* **GOAL OF THE EXERCISE**: Set down the data again word for word. Skip any pictures.
══ DATASET EXCERPTS
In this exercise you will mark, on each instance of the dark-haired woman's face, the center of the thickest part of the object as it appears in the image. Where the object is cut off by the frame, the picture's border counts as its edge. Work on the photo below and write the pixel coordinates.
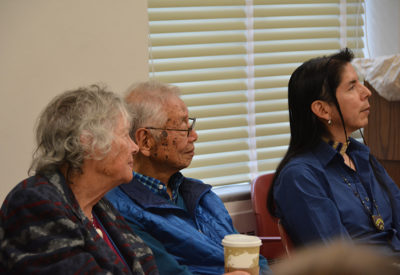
(352, 97)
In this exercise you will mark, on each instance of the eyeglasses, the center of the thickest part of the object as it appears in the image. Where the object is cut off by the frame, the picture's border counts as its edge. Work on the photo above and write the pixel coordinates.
(192, 122)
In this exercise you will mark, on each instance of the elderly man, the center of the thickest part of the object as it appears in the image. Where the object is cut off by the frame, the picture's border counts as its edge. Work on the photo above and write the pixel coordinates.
(180, 218)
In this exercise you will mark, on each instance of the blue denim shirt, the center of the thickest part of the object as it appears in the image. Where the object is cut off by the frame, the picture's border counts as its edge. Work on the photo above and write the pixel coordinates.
(315, 198)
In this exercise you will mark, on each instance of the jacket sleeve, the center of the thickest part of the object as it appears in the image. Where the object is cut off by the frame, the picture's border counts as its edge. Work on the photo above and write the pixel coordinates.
(309, 213)
(39, 235)
(166, 263)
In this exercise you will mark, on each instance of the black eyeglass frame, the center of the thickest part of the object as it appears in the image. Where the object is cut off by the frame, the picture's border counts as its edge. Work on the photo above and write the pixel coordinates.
(188, 130)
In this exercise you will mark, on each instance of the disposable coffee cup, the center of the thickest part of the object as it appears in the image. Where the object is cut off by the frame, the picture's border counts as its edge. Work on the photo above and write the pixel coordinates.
(241, 253)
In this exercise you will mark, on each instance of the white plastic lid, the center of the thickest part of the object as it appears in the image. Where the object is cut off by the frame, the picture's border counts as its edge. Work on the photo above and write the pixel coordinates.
(241, 240)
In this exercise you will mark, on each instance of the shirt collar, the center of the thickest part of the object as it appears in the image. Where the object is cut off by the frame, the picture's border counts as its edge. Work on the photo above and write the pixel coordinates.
(159, 188)
(326, 153)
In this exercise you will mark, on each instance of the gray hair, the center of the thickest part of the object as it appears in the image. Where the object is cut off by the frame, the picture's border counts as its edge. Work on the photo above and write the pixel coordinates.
(147, 100)
(89, 113)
════
* **OUTPUT BELOW**:
In this exercise you will mark, on each instance of the dark-haired woman's face, the center of the thickest part of the object as it appears in the image. Where the object is cut off by the frame, the picture's border counts as its edge. Work on the photo below and write the pixel coordinates.
(352, 97)
In this exercise you will mark, on each instance of the eyeglasses, the center of the thickest part of the object as it appears in the image. Where the object is cut off by the frame, the picture's border counts as its edge. Work on the photo above and write the pixel coordinates.
(192, 122)
In this exercise you will mark, on each instance of the elderly man, the center of the thickest part of the object as it appears in the image. Where the object is cut off by the frame, the picture's border counts as its edge. Work on the photo above and write the pixel coordinates.
(180, 218)
In this exercise you will mark, on each instance of the blue denim shirt, the center of the thickest part of the object as it appears in the image. Where the object is cut off by the frame, the picture's border counts as its edge. Work on the photo above and write the pixel coordinates.
(315, 198)
In this exercise you will mark, on each instance of the jacket sleeve, the center of the thickest part of the object as it appears in the image. Where the object is cut off by the frame, the picture's border counts as its edge. Work on the photo above and write the pixel coordinates.
(309, 213)
(39, 235)
(166, 263)
In this exercise you will mark, on each instance of the black eyeglass frame, the center of the thickest part of the object as it appears in the image. Where the object is cut off by the frame, the picture's border counts as its edge. Work on the photo above and write the pixel coordinates.
(188, 130)
In this exercise you will mark, on each instance of the disposable coffee cup, the center of the thickest part of the object as it appears in the image. Where the object is cut off by the frame, the picture's border counts as its edge. Work on the photo above and write the pixel coordinates.
(241, 253)
In this exercise you will mark, on each instance of the white plastic lid, the center of the thickest part of the object as it appears in the image. Where the object is cut off by the frame, the picture's border counts as its edge. Work on the photo above and write the pixel coordinates.
(241, 240)
In this exercise you will mark, on each instance of the shirt collar, the center of the thickest part of the object as it appears in the image. Where the object is cut off by the frame, the picture's border counts as its edge. Work on the photo above and write the pixel coordinates.
(159, 188)
(326, 153)
In this exercise you will mark, on each instance of the gray hair, the center of the thickest part of the object as it appears in the image. Where the object is cut off by the frame, the picture's border counts as its edge. Work on the photo above and write the pixel coordinates.
(147, 100)
(89, 113)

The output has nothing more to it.